A plan that officials had hoped would keep health insurance affordable for thousands of Iowans has been withdrawn, clearing the way for premiums to more than double.    

Governor Reynolds' administration had been urging the federal government to approve its so-called stopgap plan.  

The plan would have restructured benefits for Iowans getting individual insurance under the Affordable Care Act in order to draw in more young healthy people to keep premiums down.  

Congress needs to do its job and fix this law. -Gov. Kim Reynolds

But Insurance Commissioner Doug Ommen says the federal government was asking for more and more adjustments in the plan.

“At the same time we were doing that we discovered the cost continued to climb and increase,” Ommen said.

And Ommen says since enrollment begins November 1, the state can’t wait any longer for the federal  government to say how much Iowa would receive.    

“Late last week we learned from a Department of Treasury staffer that they were several weeks away from calculating how much Iowa would receive in support,” Ommen said.

Governor Reynolds did not blame the Trump administration for the plan’s failure.

“Iowa appreciates President Donald Trump and his administration’s commitment to state flexibility...so states can administer healthcare systems that fit their needs,” Reynolds said.  “But Obamacare was written in an inflexible way, and Iowa could not receive the terms it needed to move forward with the stopgap measure.”

— Study questions —
A - In the report on Iowa's stopgap health plan, when does enrollment begin?
B - From the report on Iowa's stopgap health plan, repeat word for word the part that opens with the words containing "A plan that" and closes with "so-called stopgap plan.".
C - Pick up the report on Iowa's stopgap health plan right after its last sentence and keep it going.

— Entries shown —
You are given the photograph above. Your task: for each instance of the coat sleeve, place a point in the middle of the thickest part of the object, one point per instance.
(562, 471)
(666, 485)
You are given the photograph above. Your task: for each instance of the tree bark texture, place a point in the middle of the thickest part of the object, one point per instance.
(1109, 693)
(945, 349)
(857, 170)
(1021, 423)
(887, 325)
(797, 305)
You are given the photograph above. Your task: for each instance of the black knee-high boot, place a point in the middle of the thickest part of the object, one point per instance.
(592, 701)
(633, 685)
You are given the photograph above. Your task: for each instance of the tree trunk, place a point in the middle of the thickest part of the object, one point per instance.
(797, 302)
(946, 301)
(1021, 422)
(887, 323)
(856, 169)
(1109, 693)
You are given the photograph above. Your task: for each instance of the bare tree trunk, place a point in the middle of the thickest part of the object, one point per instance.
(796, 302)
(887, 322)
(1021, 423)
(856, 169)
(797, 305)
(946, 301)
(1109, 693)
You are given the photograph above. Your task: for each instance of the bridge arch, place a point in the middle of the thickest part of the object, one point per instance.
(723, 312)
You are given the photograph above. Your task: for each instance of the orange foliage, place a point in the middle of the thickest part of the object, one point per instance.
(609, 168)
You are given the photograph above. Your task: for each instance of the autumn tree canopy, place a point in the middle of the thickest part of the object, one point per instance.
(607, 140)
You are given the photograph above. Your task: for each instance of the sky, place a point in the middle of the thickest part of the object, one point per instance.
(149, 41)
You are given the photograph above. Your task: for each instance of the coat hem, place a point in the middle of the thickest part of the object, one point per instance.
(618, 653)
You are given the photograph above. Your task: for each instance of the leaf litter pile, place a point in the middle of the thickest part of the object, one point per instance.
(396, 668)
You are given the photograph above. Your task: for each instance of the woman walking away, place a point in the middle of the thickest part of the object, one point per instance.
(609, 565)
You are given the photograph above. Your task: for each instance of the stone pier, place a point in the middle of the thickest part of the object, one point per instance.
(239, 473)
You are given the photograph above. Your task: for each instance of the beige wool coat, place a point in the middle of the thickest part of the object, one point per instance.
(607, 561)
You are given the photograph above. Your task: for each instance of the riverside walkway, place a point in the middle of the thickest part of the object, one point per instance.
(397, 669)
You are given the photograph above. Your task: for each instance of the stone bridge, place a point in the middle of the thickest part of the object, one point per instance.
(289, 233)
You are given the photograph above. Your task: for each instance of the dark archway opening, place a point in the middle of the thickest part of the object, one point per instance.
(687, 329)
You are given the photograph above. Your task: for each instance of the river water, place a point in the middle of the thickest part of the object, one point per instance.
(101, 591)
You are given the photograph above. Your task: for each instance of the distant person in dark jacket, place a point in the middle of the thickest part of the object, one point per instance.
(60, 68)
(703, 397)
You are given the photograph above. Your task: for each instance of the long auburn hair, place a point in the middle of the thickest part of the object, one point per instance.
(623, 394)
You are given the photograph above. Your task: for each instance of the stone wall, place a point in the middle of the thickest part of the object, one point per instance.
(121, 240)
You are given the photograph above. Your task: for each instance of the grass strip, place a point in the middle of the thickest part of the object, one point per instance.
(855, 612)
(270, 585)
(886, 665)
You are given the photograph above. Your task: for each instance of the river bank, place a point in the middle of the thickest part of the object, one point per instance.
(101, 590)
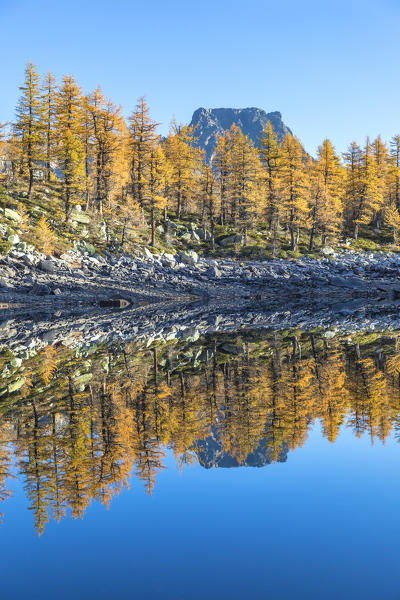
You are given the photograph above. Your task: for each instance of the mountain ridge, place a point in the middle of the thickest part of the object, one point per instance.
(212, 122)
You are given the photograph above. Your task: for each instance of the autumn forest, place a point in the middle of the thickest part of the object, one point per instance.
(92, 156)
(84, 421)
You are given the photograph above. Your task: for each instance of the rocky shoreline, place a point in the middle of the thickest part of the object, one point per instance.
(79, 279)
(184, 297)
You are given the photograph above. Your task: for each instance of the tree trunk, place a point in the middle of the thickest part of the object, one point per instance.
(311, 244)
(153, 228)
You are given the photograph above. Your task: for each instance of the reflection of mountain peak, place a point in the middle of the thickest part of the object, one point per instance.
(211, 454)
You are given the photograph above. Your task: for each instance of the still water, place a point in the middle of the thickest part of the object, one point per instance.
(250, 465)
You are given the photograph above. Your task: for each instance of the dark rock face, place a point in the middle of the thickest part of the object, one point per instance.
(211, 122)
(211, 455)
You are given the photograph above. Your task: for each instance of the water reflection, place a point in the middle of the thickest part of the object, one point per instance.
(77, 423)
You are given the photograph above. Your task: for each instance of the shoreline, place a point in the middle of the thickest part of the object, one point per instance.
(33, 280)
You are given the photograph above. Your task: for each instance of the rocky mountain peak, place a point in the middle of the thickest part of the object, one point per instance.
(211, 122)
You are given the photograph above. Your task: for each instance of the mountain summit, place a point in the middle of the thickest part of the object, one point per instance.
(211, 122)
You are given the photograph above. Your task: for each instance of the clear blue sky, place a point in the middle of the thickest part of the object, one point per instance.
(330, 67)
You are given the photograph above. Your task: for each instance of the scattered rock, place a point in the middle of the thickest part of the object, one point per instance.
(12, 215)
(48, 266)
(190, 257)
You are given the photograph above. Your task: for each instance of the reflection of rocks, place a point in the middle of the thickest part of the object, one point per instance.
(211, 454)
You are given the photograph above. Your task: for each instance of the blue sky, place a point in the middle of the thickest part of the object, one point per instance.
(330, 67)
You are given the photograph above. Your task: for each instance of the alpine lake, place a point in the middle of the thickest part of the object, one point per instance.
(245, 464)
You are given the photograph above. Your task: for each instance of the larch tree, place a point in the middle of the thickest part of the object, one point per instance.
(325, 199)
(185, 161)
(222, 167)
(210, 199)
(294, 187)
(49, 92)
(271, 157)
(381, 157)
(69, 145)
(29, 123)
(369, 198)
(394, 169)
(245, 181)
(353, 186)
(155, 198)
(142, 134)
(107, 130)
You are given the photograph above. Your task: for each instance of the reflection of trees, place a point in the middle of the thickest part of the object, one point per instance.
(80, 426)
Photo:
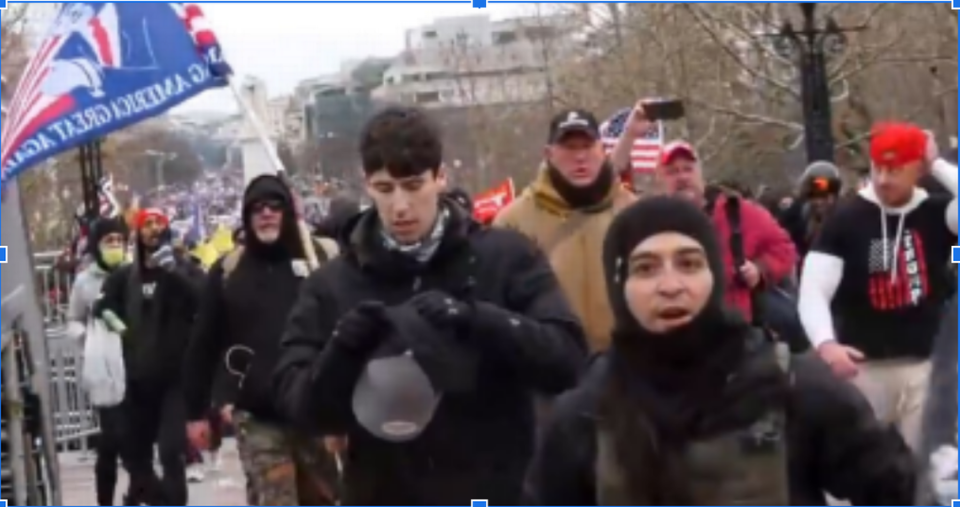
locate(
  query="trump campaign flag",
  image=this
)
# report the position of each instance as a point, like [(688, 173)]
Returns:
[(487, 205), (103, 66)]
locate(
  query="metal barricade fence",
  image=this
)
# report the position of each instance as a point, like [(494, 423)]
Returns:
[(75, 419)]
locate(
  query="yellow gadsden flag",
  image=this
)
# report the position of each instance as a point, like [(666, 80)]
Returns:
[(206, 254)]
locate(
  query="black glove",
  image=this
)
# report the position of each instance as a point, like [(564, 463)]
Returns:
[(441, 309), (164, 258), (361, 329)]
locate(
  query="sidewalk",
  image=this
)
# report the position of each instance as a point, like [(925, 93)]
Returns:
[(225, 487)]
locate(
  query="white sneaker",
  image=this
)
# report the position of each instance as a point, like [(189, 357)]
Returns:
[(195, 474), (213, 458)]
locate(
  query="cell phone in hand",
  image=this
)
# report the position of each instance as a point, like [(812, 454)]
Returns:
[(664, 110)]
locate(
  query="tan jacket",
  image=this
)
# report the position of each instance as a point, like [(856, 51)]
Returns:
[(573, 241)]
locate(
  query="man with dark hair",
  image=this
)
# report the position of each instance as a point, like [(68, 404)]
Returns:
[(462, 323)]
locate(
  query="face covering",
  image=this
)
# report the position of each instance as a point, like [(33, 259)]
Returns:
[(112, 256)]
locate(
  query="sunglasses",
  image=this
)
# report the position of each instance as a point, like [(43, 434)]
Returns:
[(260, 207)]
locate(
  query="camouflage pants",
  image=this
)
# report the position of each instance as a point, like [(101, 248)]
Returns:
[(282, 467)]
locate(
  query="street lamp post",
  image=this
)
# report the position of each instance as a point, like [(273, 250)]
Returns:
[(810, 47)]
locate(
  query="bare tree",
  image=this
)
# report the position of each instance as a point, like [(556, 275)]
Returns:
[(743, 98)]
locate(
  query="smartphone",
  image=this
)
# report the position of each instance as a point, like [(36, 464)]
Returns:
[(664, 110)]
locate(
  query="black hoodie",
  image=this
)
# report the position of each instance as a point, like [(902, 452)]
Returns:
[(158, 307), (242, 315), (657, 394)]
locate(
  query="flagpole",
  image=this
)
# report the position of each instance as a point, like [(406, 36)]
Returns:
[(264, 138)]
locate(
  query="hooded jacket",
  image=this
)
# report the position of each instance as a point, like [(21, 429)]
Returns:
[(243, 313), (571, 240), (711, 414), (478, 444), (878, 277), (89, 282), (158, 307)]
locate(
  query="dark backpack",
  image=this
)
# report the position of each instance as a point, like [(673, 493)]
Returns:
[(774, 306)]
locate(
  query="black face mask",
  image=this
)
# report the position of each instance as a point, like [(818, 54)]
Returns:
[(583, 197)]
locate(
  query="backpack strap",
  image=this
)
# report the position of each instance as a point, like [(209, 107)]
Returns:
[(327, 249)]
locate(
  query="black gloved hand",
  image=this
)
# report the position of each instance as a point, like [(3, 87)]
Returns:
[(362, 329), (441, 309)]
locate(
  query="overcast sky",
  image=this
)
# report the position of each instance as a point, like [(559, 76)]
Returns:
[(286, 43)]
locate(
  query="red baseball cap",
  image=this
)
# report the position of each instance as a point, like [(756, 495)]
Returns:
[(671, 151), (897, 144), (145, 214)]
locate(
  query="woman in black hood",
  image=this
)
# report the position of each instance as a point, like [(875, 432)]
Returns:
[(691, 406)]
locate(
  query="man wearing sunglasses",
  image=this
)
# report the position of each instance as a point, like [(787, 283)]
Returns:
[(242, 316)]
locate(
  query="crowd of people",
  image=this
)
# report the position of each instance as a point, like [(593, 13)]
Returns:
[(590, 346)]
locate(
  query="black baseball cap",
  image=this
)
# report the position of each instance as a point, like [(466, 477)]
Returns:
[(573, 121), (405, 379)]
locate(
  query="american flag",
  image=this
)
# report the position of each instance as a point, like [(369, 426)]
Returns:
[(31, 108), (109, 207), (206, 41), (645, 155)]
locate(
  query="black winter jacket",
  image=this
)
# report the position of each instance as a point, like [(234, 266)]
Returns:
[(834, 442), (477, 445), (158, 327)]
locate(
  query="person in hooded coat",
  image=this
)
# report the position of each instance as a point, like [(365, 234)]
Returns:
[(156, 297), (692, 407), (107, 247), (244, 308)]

— Responses to the exercise —
A - November 1

B -
A plan that officials had hoped would keep health insurance affordable for thousands of Iowans has been withdrawn, clearing the way for premiums to more than double.    

Governor Reynolds' administration had been urging the federal government to approve its so-called stopgap plan.

C -
The healthiest will be the first to go. -Insurance Commissioner Doug Ommen

The state will now proceed with just one company, Medica, providing individual insurance under Obamacare.   

Those people applying for individual coverage under the ACA will be automatically enrolled in the plan.  

As many as 20-thousand Iowans are expected to withdraw from the individual market because they can’t afford the premium increases.  

“The healthiest will be the first to go,” Ommen said.

Governor Reynolds said her administration is looking at every option they can to get some type of affordable coverage.    

“Congress needs to do its job and fix this law,” Reynolds said.

Democrats and Republicans weighed in with blame.

“Obamacare is such a failure that state waivers designed to prop it up won't work,” the Republican Party of Iowa said in a statement.

“Republicans have done everything possible to undermine ObamaCare and they have failed to provide a workable, bipartisan alternative to help Iowans who need health care security,” said Senate Democratic Leader Janet Petersen (D-Des Moines).